[Activity] The full listing should be set down again precisely.

[Provided data]
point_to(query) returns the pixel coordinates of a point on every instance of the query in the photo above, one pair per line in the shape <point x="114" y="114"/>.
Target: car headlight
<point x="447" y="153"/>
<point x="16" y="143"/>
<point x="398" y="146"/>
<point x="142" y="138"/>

[Task solution]
point_to(query) returns the pixel coordinates of a point on every instance of the query in the photo above, one pair per line in the shape <point x="114" y="114"/>.
Target: car headlight
<point x="447" y="153"/>
<point x="16" y="143"/>
<point x="398" y="146"/>
<point x="142" y="138"/>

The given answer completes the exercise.